Saturday, September 01, 2007
A lurcher, yesterday.
Most journalists know the power of a good cliche: that hackneyed phrase that gets over an idea, without too much effort. Political journalism, especially, could barely survive without the use of world-weary metaphors and timeworn conceits.
Right now the cliche of the political moment, in the UK, is "lurch to the right". As David Cameron's Conservatives trot out a number of robust Tory policies - the ending of inheritance tax, opposition to the EU Constitution - so the massed ranks of political scribes have lined up to describe this as a "lurch to the right".
So common is this cliche (I've counted it a dozen times in two days) the reader's eyes glaze over when they see it. Yet the phrase merits closer examination.
For a start it feels like we read "lurch to the right" more often than "lurch to the left". But is this perception true?

══════════

WRITTEN TASKS:
(1) Return the stretch of the post on the "lurch to the right" cliche from "Most journalists know" through "merits closer examination.", word for word.
(2) Write the next part of the post on the "lurch to the right" cliche, picking up after its final sentence.

══════════

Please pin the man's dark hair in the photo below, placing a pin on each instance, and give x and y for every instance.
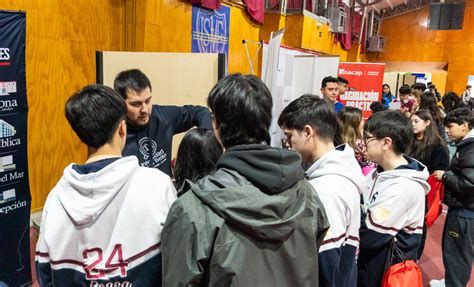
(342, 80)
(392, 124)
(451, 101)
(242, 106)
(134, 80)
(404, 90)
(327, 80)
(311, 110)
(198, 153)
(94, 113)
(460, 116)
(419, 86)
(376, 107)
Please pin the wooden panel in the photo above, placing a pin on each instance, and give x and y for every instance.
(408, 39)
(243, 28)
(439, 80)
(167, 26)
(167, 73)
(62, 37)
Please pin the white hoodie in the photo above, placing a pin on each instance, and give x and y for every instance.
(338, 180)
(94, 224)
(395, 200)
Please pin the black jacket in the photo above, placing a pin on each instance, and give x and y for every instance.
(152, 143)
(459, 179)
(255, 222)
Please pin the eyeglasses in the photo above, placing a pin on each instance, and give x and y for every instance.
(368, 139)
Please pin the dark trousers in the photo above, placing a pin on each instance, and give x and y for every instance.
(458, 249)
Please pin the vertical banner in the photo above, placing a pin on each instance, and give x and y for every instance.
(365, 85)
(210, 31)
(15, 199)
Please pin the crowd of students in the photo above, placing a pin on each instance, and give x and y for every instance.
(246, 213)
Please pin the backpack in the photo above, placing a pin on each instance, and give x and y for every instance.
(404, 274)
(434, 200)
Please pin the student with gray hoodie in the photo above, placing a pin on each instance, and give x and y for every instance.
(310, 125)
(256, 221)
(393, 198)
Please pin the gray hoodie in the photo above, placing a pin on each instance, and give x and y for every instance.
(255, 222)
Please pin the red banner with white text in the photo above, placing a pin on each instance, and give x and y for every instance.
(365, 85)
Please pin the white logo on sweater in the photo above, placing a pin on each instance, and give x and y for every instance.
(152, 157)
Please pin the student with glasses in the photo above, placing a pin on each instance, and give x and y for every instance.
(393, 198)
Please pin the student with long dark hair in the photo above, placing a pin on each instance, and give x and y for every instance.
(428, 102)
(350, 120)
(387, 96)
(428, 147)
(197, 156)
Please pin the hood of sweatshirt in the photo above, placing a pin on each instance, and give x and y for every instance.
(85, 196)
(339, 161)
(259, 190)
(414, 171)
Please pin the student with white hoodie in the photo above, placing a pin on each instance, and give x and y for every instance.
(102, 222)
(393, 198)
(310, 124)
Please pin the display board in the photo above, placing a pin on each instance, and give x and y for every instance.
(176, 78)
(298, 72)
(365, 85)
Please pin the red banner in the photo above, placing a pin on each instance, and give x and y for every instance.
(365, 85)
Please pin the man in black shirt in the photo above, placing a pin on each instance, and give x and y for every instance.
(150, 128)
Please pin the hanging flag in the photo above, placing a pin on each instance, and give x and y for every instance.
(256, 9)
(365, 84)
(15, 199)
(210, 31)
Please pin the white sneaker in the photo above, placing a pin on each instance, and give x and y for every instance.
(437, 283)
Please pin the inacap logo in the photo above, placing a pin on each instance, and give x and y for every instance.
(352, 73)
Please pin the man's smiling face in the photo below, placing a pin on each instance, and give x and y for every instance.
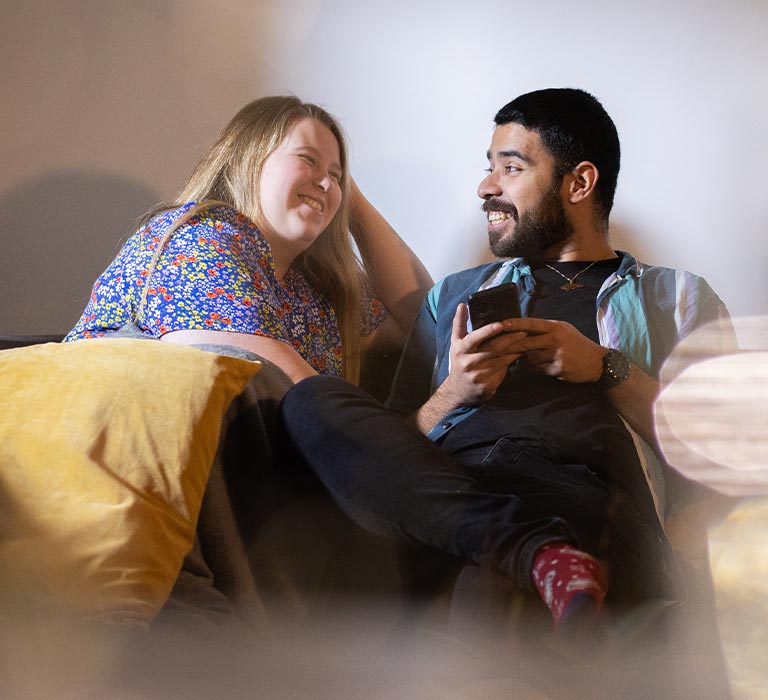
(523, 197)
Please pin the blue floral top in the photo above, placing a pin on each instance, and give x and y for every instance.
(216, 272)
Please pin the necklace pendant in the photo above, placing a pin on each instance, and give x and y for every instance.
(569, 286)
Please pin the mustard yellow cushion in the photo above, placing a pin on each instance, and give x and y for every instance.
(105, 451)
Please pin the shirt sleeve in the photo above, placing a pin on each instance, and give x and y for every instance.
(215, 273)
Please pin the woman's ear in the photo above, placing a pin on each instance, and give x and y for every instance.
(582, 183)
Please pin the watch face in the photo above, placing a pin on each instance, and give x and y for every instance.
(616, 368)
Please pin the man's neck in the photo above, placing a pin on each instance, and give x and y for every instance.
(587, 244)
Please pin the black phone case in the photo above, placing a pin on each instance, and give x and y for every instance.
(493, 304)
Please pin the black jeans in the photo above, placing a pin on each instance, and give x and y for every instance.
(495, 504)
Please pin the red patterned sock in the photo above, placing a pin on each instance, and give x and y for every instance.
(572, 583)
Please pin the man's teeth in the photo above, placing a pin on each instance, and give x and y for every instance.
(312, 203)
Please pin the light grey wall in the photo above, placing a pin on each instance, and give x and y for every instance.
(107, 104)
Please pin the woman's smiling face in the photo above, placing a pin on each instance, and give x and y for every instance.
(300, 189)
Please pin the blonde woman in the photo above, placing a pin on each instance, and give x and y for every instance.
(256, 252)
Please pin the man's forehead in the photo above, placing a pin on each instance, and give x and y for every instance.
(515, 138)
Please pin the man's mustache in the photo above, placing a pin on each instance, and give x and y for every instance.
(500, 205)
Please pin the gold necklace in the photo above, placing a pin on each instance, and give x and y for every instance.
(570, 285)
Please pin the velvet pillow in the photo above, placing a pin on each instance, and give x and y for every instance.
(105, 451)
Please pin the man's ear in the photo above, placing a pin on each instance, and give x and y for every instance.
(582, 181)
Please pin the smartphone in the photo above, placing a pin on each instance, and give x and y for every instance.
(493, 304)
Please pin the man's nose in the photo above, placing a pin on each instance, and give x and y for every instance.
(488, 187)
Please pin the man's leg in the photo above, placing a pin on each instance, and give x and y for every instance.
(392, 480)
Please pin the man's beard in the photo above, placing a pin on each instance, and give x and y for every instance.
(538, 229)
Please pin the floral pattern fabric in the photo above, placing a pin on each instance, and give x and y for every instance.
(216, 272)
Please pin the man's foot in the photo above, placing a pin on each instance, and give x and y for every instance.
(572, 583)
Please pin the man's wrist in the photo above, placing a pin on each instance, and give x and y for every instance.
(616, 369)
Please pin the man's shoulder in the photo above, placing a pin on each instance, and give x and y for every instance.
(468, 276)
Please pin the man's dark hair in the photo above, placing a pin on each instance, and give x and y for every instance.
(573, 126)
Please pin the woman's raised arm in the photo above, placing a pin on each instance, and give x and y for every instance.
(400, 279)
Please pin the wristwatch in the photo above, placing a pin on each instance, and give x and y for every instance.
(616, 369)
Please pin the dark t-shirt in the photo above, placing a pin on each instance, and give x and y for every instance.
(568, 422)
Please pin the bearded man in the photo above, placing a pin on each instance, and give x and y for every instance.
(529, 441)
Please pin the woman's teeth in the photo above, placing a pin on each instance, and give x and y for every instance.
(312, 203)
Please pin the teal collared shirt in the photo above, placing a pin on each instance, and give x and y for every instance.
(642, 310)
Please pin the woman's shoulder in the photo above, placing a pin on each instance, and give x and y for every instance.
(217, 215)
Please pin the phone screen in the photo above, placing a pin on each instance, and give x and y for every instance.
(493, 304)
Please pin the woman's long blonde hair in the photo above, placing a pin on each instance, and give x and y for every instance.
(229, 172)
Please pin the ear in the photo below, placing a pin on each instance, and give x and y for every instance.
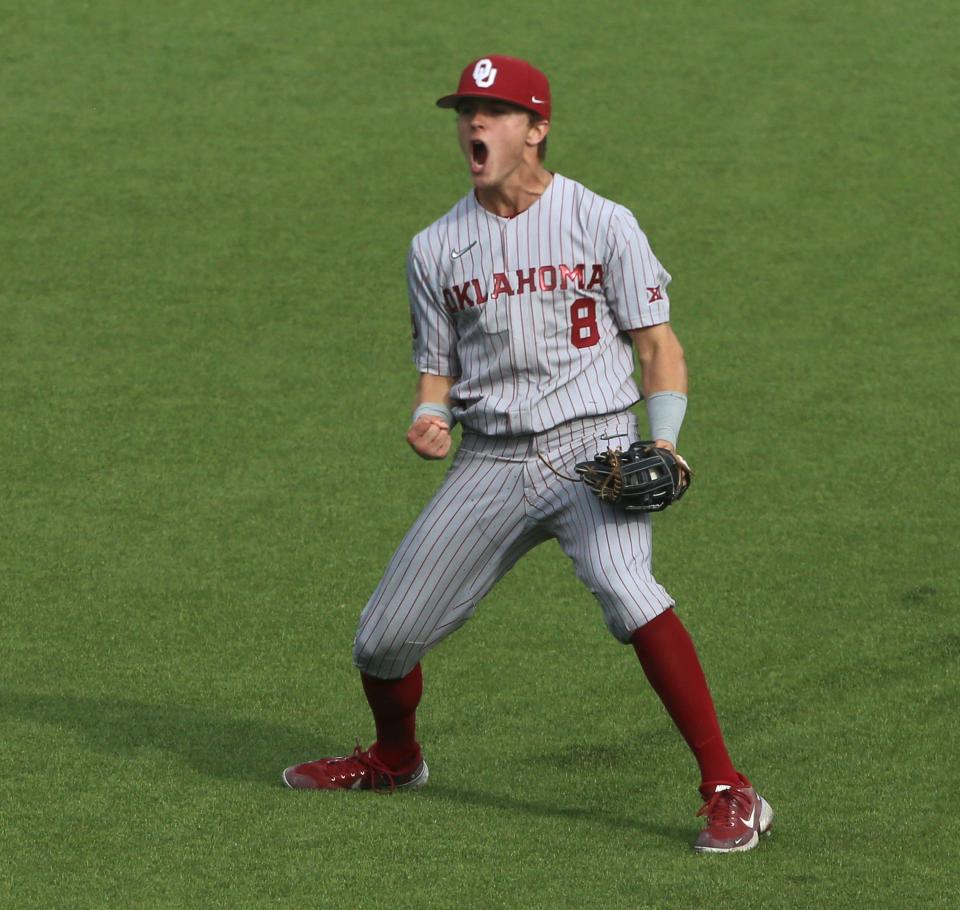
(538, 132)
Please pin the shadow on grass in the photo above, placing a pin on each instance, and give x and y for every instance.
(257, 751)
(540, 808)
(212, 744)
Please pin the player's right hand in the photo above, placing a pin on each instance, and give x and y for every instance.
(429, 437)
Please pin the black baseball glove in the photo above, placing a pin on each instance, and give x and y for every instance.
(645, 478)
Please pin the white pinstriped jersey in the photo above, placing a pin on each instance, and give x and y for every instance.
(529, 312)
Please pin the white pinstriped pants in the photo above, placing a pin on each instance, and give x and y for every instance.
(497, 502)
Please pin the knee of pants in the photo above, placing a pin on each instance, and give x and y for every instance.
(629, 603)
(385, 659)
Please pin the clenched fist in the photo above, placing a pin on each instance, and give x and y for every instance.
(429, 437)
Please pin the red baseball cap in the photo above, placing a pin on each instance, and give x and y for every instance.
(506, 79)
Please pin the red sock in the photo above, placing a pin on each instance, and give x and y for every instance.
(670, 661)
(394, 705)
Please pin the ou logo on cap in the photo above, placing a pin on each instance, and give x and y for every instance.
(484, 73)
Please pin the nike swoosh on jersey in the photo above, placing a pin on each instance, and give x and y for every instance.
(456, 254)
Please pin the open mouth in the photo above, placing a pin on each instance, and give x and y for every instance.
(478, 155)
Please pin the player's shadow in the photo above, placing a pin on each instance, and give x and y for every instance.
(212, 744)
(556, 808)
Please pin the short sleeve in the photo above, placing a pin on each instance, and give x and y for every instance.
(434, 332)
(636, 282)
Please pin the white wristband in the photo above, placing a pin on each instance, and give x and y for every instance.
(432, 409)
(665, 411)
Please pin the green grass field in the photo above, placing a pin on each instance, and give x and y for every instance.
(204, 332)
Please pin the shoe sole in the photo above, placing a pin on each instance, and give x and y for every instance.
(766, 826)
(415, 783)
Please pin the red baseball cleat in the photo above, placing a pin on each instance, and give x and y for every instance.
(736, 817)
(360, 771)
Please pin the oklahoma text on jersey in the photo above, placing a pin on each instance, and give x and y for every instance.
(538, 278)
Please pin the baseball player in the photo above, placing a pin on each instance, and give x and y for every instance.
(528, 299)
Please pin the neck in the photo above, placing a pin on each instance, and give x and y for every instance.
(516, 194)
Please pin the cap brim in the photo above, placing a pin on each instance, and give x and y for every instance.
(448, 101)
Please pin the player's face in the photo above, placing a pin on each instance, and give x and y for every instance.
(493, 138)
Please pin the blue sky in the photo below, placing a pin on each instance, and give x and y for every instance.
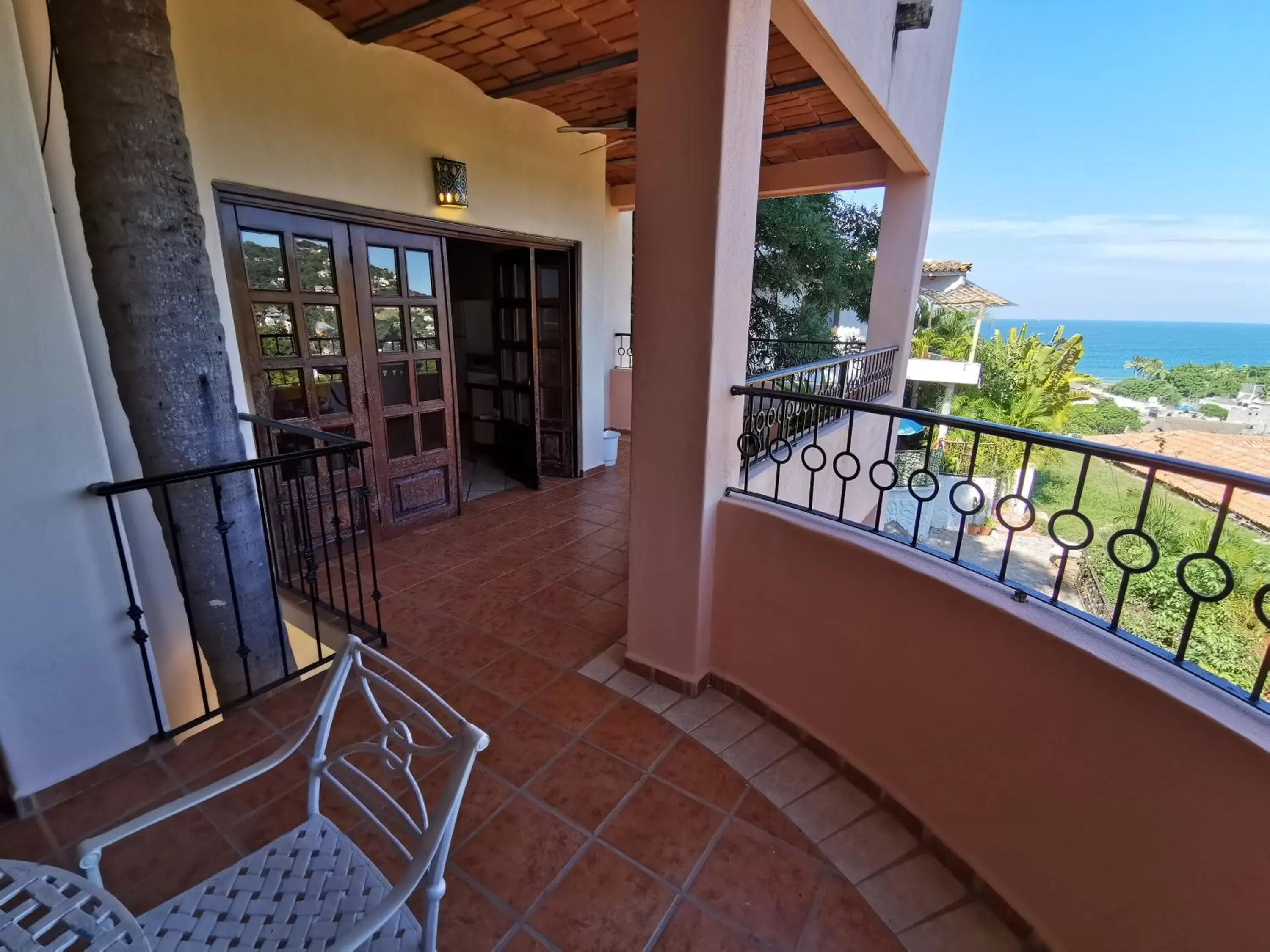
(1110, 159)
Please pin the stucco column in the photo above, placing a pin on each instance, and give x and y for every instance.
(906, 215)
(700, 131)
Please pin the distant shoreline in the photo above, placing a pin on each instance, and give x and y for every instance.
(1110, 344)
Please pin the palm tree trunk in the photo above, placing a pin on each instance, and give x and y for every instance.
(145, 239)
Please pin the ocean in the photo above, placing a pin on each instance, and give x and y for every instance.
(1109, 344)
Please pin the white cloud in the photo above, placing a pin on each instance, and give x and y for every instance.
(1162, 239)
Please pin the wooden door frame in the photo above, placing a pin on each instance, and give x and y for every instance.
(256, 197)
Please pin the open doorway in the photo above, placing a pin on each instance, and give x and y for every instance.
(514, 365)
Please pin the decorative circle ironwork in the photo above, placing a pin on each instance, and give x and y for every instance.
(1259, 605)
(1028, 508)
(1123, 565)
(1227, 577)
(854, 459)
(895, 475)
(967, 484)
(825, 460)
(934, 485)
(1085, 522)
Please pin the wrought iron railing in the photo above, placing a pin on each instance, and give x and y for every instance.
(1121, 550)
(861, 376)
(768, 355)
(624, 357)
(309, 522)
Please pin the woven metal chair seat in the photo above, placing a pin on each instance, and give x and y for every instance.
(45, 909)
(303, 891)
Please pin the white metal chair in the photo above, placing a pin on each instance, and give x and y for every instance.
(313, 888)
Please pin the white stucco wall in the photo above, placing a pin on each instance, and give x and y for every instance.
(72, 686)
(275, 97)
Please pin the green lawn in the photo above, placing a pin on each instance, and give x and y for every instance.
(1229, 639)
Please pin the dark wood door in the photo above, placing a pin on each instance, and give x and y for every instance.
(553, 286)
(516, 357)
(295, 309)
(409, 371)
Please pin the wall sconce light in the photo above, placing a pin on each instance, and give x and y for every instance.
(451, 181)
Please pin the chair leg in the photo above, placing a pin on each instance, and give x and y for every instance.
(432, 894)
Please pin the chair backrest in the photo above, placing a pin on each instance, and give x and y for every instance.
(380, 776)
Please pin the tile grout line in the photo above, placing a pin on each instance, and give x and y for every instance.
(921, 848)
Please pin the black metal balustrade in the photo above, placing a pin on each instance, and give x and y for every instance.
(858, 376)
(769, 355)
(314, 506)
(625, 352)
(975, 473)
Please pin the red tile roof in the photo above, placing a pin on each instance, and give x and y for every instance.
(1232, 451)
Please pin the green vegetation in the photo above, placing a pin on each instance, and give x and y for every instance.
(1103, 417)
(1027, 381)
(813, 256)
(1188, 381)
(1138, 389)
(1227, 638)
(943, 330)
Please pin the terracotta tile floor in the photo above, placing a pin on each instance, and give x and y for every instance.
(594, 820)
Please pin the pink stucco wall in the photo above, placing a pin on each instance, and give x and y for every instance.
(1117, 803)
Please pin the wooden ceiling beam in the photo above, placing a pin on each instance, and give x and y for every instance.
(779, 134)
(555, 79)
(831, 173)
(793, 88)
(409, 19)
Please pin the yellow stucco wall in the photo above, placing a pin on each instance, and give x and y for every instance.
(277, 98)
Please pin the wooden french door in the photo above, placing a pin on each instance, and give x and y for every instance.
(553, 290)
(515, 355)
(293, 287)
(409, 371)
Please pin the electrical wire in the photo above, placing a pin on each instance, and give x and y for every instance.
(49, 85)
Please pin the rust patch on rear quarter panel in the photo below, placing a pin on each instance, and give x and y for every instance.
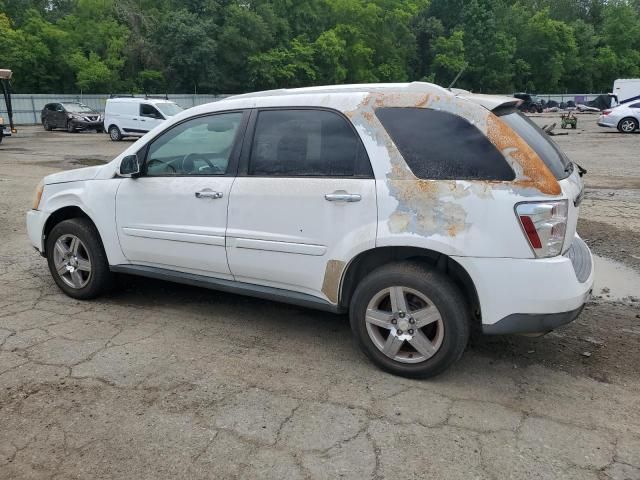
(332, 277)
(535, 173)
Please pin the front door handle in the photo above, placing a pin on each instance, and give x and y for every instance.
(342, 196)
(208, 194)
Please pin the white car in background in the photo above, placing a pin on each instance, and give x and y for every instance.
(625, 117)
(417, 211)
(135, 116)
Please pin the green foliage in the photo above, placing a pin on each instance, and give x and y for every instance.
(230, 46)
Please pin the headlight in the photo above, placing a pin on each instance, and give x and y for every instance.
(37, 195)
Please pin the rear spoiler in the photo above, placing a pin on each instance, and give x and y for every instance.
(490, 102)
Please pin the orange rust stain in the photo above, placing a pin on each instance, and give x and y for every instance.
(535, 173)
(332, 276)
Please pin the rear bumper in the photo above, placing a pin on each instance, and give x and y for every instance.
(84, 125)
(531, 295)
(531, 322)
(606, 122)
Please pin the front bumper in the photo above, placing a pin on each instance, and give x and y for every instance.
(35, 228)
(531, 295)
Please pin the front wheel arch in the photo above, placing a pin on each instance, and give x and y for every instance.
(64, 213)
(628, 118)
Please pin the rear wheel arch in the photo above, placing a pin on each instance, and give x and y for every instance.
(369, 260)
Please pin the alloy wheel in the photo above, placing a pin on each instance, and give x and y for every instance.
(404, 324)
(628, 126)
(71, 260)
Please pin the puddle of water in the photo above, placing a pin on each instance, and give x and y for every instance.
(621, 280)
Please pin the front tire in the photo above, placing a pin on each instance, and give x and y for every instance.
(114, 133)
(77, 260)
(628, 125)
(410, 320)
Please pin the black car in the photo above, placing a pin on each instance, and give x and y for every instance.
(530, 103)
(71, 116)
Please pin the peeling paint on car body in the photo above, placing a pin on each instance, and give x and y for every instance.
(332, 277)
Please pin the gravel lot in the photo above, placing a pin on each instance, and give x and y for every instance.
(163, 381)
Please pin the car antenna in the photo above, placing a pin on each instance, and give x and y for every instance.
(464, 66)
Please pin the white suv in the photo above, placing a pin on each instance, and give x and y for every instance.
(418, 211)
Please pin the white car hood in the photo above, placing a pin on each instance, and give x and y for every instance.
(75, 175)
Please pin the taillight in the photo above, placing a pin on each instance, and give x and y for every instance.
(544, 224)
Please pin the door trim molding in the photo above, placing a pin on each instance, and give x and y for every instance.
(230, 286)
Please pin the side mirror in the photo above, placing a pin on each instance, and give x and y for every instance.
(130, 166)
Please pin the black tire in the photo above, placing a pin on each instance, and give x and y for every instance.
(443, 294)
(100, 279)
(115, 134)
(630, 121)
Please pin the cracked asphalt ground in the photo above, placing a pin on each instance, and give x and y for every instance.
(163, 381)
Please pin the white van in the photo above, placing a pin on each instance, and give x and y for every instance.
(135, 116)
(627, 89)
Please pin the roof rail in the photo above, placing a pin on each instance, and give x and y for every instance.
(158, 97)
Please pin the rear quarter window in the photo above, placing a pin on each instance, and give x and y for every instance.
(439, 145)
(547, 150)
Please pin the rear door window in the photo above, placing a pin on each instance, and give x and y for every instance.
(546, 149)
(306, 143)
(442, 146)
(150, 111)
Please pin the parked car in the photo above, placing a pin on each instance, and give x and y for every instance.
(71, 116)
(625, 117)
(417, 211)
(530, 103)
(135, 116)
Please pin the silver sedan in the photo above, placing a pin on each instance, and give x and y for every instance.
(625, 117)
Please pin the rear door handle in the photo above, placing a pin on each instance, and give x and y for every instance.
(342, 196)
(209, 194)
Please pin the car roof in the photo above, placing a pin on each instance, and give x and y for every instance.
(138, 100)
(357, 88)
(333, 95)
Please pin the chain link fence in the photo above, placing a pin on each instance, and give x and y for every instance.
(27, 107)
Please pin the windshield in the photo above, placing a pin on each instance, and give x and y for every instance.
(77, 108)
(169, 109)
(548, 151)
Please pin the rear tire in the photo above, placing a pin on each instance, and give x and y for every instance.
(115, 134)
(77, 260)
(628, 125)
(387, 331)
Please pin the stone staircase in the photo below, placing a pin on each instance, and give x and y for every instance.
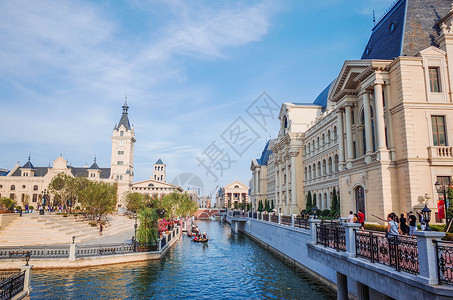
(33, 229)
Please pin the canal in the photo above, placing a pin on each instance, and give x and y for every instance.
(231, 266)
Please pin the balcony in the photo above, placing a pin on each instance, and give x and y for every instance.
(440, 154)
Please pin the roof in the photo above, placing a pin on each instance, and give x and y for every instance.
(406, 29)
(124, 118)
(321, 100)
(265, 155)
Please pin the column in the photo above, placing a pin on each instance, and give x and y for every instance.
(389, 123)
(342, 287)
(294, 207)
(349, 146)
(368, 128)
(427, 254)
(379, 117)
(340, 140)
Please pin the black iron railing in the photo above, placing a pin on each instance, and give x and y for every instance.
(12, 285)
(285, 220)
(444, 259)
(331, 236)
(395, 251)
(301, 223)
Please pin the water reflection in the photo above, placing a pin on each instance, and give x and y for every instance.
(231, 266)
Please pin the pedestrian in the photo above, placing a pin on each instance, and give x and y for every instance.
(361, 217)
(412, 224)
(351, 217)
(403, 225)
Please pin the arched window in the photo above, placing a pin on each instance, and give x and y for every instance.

══════════

TASK-BY-TASK RESULTS:
(1)
Most journalists know the power of a good cliche: that hackneyed phrase that gets over an idea, without too much effort. Political journalism, especially, could barely survive without the use of world-weary metaphors and timeworn conceits.
Right now the cliche of the political moment, in the UK, is "lurch to the right". As David Cameron's Conservatives trot out a number of robust Tory policies - the ending of inheritance tax, opposition to the EU Constitution - so the massed ranks of political scribes have lined up to describe this as a "lurch to the right".
So common is this cliche (I've counted it a dozen times in two days) the reader's eyes glaze over when they see it. Yet the phrase merits closer examination.

(2)
Yes. Google the phrase "lurch to the right" and you get 25,000 hits. Google the phrase "lurch to the left" and you get barely half as many. This is especially striking, in that the second phrase alliterates. And if there's one thing journalists like almost as much as a cliche, it's a phrase that alliterates. Yet the hacks don't seem keen to say "lurch to the left".
What's going on? I think there's a subtle, and maybe subconcious agenda here. The idea, for many liberal-left journalists, that a move to a more rightwing position could be timely, sensible, clever, or deft, just feels ridiculous. No, such a move has to be stupid and clumsy, a staggering "lurch": like the monster of Doctor Frankenstein on lithium.
By contrast, a move to a more leftwing position feels, for many journalists, radical and exciting, daring if controversial - never a lumbering, Neanderthal "lurch". That's why such a move to the left is more often described as a "swing" or a "shift", or even a "veer".
Interesting things, cliches.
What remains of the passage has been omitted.